* _Instructions for the task_: Swap "blurred rock" for "mossy stone" throughout the items below, and leave everything else as it stands.

[Rows taken from a pointing dataset]
--- Start ---
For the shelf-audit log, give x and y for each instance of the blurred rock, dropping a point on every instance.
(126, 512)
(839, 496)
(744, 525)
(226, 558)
--- End ---
* _Reply to the task_:
For the shelf-audit log, give x and y for each instance of the mossy stone, dropping a point on every instance.
(126, 512)
(839, 496)
(744, 525)
(226, 558)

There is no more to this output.